| Supplied records |
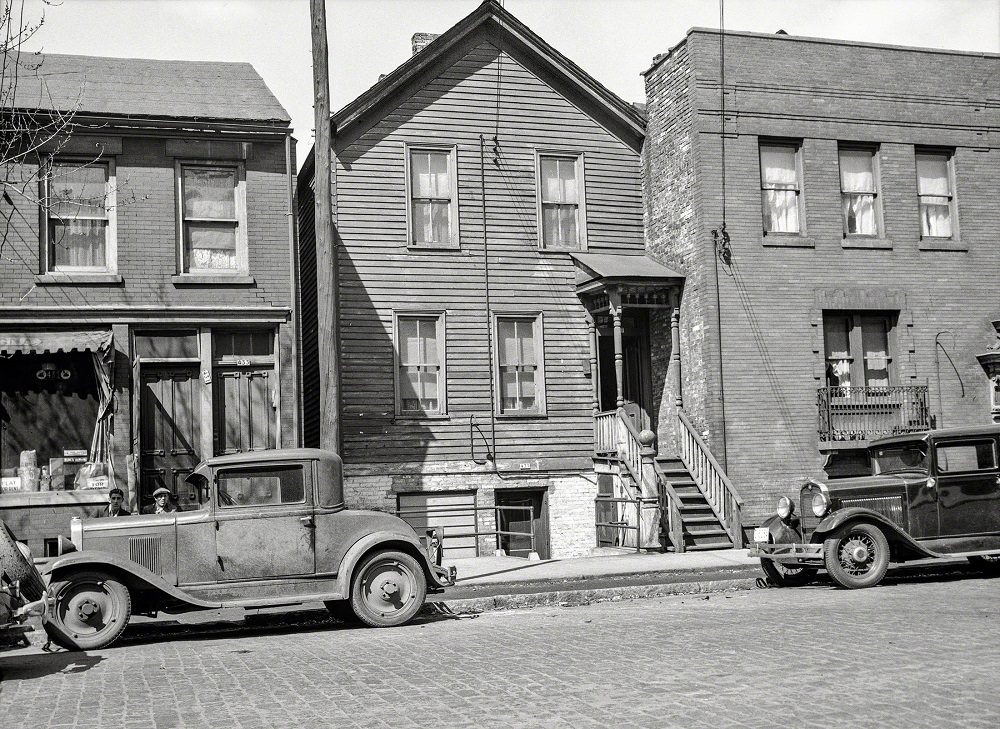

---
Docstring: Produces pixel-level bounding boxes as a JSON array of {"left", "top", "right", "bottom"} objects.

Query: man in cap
[
  {"left": 142, "top": 486, "right": 177, "bottom": 514},
  {"left": 101, "top": 486, "right": 132, "bottom": 516}
]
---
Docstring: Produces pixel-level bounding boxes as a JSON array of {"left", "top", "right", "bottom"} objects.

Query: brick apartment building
[
  {"left": 0, "top": 54, "right": 299, "bottom": 555},
  {"left": 299, "top": 2, "right": 717, "bottom": 558},
  {"left": 644, "top": 29, "right": 1000, "bottom": 524}
]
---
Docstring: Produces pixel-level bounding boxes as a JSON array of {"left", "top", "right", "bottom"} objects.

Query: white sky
[{"left": 19, "top": 0, "right": 1000, "bottom": 164}]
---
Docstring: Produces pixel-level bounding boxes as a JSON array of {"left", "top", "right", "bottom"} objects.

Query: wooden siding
[{"left": 336, "top": 35, "right": 643, "bottom": 470}]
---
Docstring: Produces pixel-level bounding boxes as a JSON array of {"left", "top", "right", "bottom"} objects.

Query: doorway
[{"left": 494, "top": 489, "right": 549, "bottom": 559}]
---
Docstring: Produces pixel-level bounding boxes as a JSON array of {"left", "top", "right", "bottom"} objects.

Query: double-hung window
[
  {"left": 916, "top": 151, "right": 955, "bottom": 238},
  {"left": 496, "top": 315, "right": 545, "bottom": 415},
  {"left": 177, "top": 163, "right": 248, "bottom": 275},
  {"left": 395, "top": 313, "right": 447, "bottom": 417},
  {"left": 840, "top": 147, "right": 879, "bottom": 236},
  {"left": 760, "top": 142, "right": 802, "bottom": 233},
  {"left": 538, "top": 154, "right": 587, "bottom": 250},
  {"left": 45, "top": 160, "right": 117, "bottom": 273},
  {"left": 407, "top": 147, "right": 458, "bottom": 248}
]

| Task objective |
Which lines above contain the word "Query"? Pull out each of them and copy it in full.

| Answer to this exercise |
Query: man in cap
Query: brick apartment building
Query: white sky
Query: wooden siding
Query: doorway
Query: double-hung window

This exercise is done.